— Start —

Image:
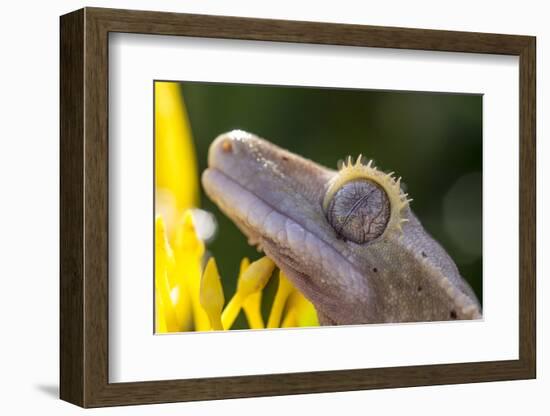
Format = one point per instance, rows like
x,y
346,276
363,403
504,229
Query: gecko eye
x,y
359,211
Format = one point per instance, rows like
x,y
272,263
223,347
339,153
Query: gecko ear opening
x,y
363,204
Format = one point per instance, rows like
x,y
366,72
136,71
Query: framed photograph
x,y
256,207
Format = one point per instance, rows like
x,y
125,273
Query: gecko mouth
x,y
295,250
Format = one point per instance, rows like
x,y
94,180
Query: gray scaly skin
x,y
276,199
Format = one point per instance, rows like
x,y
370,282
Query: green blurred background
x,y
432,140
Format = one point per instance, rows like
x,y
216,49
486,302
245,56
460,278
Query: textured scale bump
x,y
363,204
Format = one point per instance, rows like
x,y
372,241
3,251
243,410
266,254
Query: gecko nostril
x,y
227,147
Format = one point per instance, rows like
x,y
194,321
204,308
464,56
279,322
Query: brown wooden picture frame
x,y
84,214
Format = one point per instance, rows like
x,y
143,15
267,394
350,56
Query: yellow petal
x,y
211,294
253,279
189,251
176,166
283,292
300,311
163,301
253,305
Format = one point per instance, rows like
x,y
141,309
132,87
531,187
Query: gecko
x,y
347,238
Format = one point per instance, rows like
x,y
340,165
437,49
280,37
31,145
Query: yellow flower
x,y
186,297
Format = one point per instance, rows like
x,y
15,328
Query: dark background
x,y
432,140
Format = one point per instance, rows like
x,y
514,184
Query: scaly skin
x,y
276,198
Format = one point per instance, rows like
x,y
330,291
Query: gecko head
x,y
337,235
277,200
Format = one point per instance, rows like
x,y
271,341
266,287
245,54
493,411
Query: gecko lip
x,y
274,198
279,237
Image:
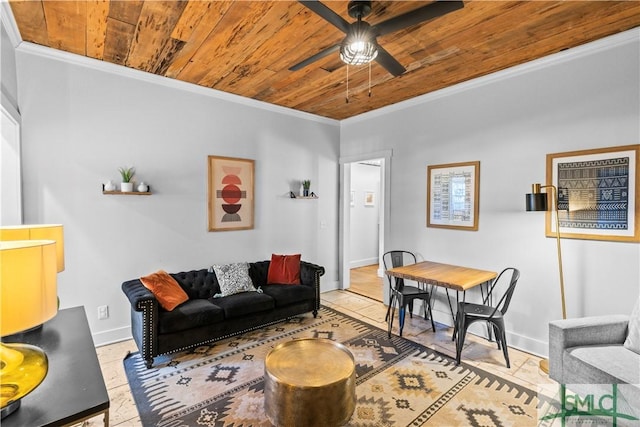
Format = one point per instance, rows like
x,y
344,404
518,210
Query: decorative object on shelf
x,y
127,174
231,193
306,184
311,195
453,196
127,193
538,201
28,272
597,194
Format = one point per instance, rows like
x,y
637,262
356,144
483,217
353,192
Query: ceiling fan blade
x,y
327,14
417,16
385,59
315,57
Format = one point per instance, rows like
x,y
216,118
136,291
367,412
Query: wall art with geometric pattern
x,y
597,193
231,194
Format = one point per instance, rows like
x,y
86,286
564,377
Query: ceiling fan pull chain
x,y
369,79
347,83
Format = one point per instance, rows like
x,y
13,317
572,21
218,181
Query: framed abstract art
x,y
597,193
231,193
452,195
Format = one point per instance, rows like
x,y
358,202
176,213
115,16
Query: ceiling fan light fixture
x,y
359,47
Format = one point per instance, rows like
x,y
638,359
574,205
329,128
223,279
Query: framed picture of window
x,y
597,194
231,193
452,195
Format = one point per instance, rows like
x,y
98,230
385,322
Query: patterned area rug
x,y
399,382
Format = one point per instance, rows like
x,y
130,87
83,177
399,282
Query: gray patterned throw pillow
x,y
233,278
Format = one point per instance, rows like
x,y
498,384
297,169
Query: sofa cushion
x,y
286,295
284,270
233,278
244,304
602,364
165,288
198,284
192,314
633,338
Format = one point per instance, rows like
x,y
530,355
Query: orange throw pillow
x,y
284,270
165,289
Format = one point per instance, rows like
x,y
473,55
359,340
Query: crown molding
x,y
9,23
606,43
120,70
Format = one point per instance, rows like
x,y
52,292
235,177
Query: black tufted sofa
x,y
204,318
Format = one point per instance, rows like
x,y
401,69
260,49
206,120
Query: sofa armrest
x,y
138,295
595,330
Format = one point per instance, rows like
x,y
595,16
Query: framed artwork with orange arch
x,y
231,193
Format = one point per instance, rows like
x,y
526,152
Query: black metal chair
x,y
469,313
403,294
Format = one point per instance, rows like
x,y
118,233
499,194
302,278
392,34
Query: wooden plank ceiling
x,y
246,47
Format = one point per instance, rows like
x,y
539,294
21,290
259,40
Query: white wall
x,y
364,234
8,78
583,98
80,123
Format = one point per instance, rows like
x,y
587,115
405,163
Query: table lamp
x,y
37,232
28,299
538,201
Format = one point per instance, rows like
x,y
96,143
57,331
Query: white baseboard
x,y
112,336
326,286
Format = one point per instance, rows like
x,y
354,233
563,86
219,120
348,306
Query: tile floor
x,y
524,367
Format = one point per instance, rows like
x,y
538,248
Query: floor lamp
x,y
538,201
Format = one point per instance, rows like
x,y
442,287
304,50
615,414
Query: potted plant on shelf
x,y
127,174
306,184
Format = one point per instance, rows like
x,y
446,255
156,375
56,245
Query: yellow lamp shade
x,y
27,284
37,232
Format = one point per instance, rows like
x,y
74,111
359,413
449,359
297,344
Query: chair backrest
x,y
505,300
393,259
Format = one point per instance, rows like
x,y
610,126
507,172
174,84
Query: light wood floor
x,y
365,282
477,351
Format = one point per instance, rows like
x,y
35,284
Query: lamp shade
x,y
38,232
27,284
536,202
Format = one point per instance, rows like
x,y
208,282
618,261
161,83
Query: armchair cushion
x,y
633,338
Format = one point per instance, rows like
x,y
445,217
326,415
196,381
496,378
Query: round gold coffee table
x,y
309,382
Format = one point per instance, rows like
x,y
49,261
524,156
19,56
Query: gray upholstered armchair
x,y
589,355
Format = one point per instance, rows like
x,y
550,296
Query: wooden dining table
x,y
455,277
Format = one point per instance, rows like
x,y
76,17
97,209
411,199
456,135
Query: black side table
x,y
74,389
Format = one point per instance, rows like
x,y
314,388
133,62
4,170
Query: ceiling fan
x,y
360,45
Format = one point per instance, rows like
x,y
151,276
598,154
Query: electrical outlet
x,y
103,312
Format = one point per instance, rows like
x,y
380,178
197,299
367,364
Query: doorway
x,y
366,201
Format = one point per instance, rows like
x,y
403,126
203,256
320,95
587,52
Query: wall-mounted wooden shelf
x,y
128,193
292,195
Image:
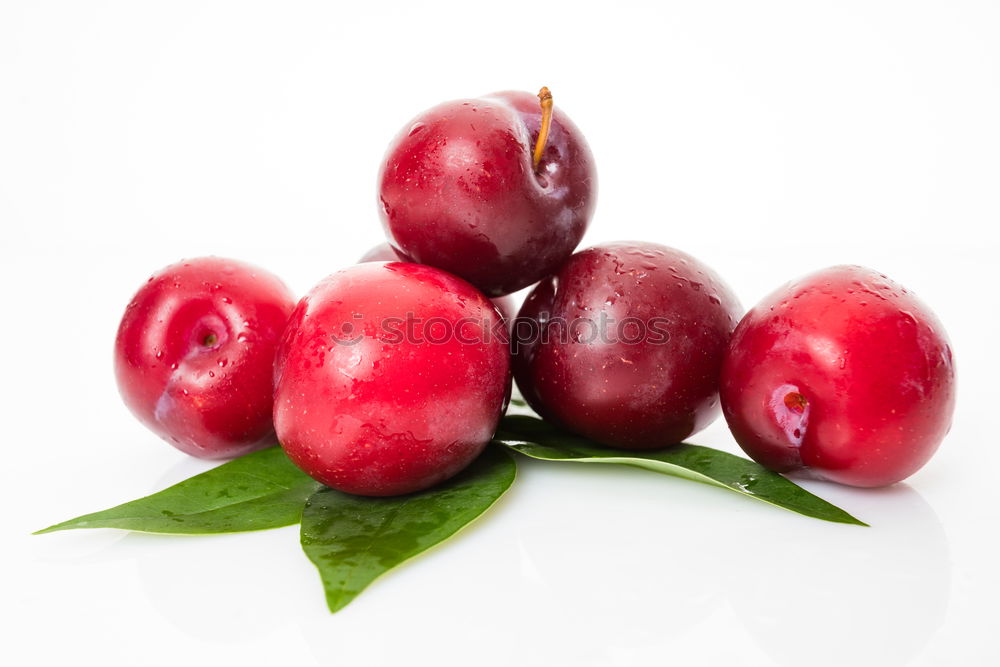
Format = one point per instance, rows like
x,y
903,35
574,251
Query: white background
x,y
767,138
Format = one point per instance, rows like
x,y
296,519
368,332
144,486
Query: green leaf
x,y
352,540
535,438
257,491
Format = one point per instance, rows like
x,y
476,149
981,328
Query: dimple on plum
x,y
194,354
624,344
843,373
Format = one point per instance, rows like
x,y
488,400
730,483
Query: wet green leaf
x,y
261,490
352,540
535,438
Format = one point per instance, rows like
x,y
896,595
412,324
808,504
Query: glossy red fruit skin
x,y
457,190
873,368
639,395
384,252
389,414
210,399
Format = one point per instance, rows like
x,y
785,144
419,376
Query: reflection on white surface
x,y
859,596
800,587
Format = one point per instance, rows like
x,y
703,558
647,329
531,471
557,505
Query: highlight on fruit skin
x,y
391,377
624,344
498,190
194,354
843,374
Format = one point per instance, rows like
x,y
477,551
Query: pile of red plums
x,y
392,375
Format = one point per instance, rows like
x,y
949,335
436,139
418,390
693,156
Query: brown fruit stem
x,y
545,98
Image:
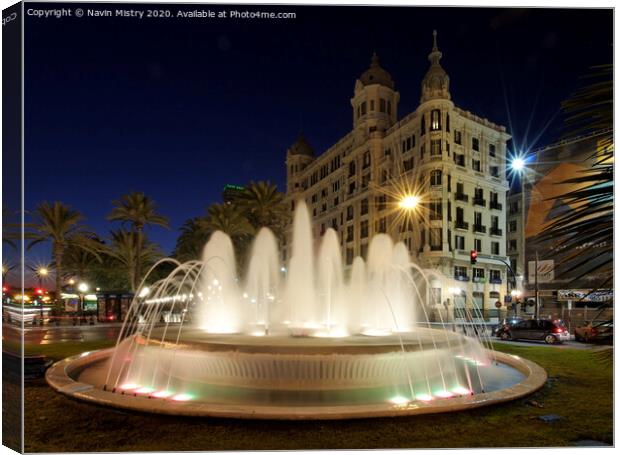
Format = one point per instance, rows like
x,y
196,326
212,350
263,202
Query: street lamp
x,y
82,288
409,202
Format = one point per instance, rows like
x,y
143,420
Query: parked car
x,y
551,331
497,330
596,332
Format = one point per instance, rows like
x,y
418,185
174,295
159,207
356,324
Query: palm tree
x,y
583,237
62,226
129,248
139,211
264,206
194,234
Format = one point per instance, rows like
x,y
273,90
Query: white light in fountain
x,y
444,394
162,394
183,397
144,390
461,391
399,400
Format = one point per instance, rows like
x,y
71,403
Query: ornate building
x,y
448,159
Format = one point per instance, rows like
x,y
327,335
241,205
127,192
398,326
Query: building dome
x,y
436,82
301,147
376,75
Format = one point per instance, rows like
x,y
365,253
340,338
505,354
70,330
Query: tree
x,y
137,210
194,235
129,248
62,226
583,237
264,206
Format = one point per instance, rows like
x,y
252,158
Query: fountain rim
x,y
60,377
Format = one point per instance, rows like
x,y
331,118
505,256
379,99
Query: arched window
x,y
435,177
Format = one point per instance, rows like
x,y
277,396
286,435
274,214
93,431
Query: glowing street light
x,y
409,202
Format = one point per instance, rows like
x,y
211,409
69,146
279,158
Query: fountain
x,y
309,341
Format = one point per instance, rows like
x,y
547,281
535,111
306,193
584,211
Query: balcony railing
x,y
461,197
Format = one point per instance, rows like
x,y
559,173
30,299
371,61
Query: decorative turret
x,y
374,99
436,82
298,157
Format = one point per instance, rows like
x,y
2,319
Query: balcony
x,y
461,224
461,197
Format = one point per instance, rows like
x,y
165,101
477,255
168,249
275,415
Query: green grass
x,y
580,390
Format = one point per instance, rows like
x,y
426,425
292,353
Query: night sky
x,y
178,108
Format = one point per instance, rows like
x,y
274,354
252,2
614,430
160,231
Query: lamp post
x,y
82,288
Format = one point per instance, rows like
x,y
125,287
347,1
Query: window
x,y
434,208
382,225
351,168
435,120
381,202
512,226
366,160
364,229
364,207
435,239
460,271
350,233
349,213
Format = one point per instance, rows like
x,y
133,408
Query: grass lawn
x,y
580,390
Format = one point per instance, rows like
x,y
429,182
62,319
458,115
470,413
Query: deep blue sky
x,y
177,108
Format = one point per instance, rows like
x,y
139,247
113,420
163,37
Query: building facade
x,y
451,160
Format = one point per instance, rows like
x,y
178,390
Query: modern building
x,y
541,195
451,160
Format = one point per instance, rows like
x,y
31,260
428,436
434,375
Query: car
x,y
551,331
506,321
596,332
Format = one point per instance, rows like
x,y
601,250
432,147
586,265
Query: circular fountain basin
x,y
284,377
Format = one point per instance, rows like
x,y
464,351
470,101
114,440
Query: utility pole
x,y
537,307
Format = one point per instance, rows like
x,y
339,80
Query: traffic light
x,y
473,256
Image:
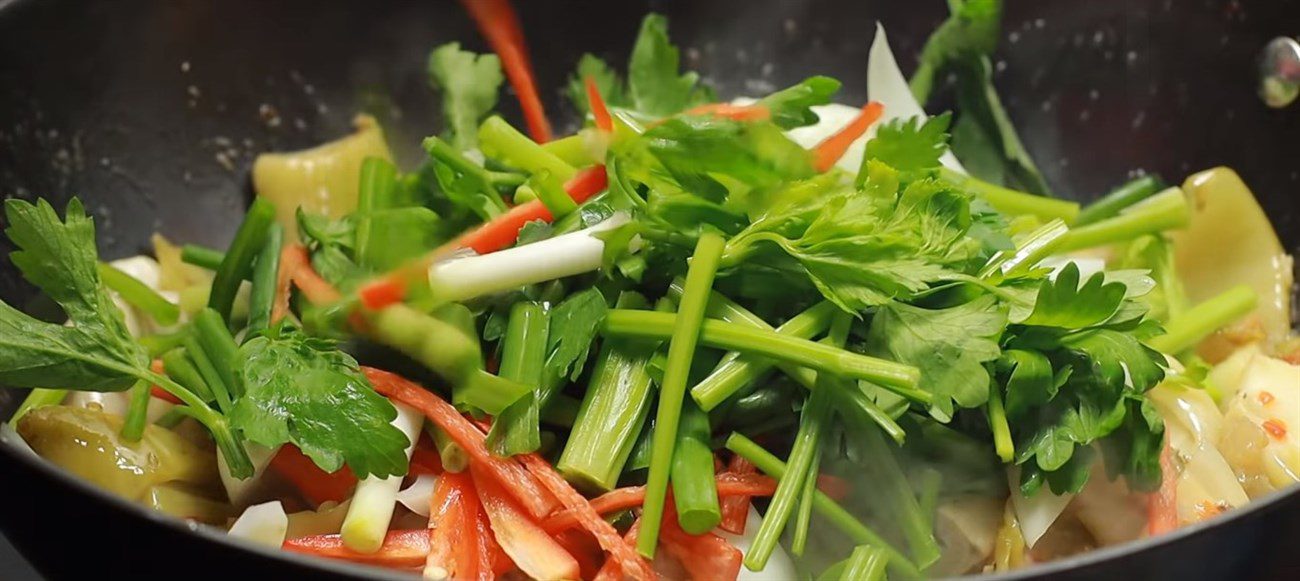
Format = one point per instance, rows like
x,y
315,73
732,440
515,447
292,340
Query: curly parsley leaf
x,y
469,83
311,394
949,346
654,82
95,351
909,146
793,107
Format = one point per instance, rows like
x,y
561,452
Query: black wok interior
x,y
154,111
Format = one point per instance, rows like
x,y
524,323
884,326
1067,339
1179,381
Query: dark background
x,y
154,111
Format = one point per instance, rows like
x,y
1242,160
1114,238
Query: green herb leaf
x,y
94,351
654,82
311,394
793,107
949,346
469,85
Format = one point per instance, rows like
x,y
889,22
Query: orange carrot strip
x,y
754,112
315,484
499,24
1162,507
453,553
736,508
528,546
830,151
603,121
401,549
633,566
533,497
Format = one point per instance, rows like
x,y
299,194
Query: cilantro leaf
x,y
793,107
614,91
575,324
310,393
95,351
469,85
654,83
949,346
909,146
1062,303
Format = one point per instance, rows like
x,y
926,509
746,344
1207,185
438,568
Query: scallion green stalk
x,y
823,504
684,332
139,295
694,486
523,359
237,264
261,296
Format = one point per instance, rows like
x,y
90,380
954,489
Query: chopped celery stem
x,y
727,335
139,295
823,504
1187,329
1014,203
683,330
1118,199
1165,211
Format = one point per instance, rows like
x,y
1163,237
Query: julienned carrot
x,y
315,484
503,230
702,555
736,507
625,555
401,549
531,547
454,549
830,151
490,237
499,24
1162,506
515,478
754,112
631,497
598,108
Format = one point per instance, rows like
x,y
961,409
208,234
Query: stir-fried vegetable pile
x,y
610,342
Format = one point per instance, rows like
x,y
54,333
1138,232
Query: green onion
x,y
1012,202
649,325
1187,329
202,256
454,458
38,398
1164,211
684,332
220,347
694,486
139,295
523,359
137,412
612,412
866,563
1001,429
178,367
550,190
1118,199
499,141
823,504
237,264
265,274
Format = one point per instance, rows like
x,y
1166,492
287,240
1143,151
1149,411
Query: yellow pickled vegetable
x,y
1231,242
323,180
86,442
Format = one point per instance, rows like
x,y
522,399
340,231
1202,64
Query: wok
x,y
152,112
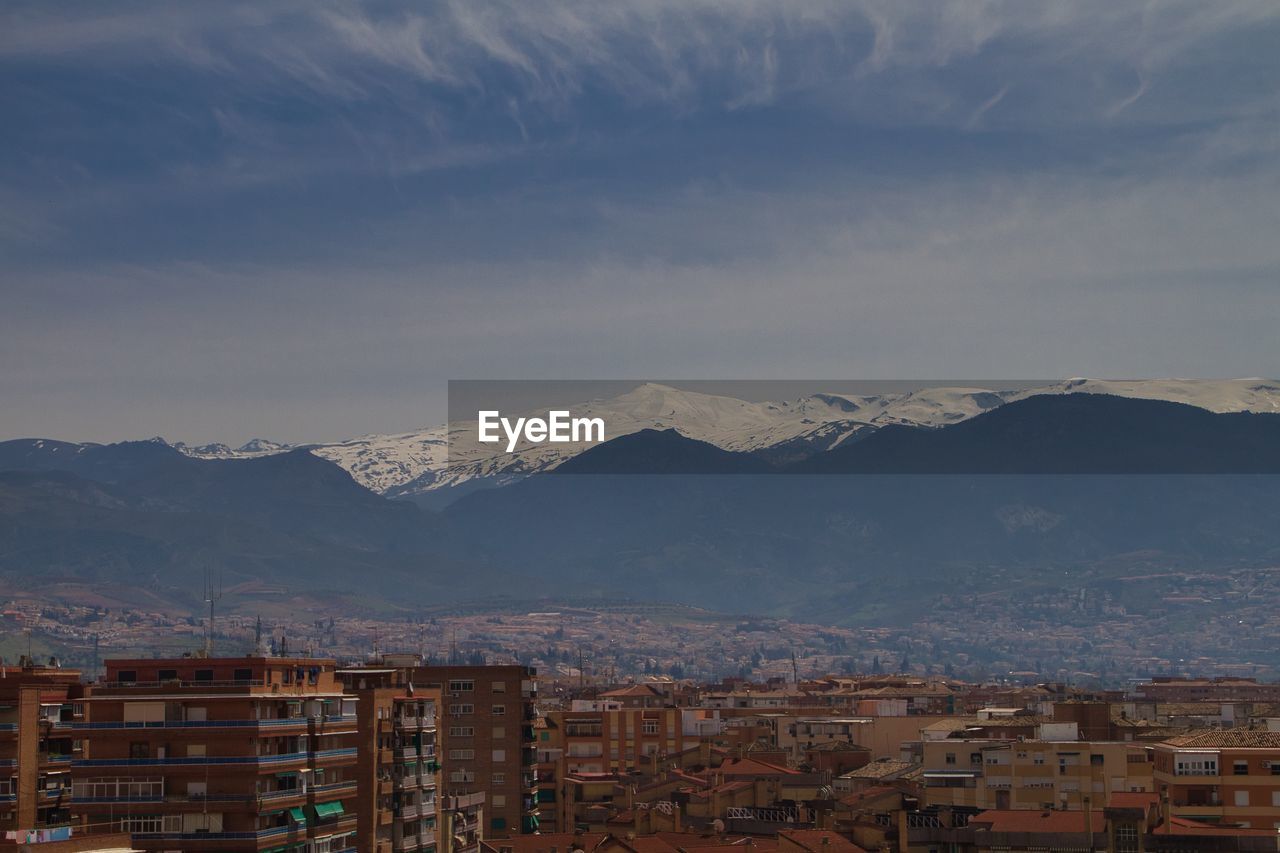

— End —

◆ Exercise objective ◆
Gather every line of the items above that contains the word "shelf", and list them.

◆ Correct output ◆
Query: decorative object on shelf
Query: potted plant on shelf
Query: wall-mounted wooden shelf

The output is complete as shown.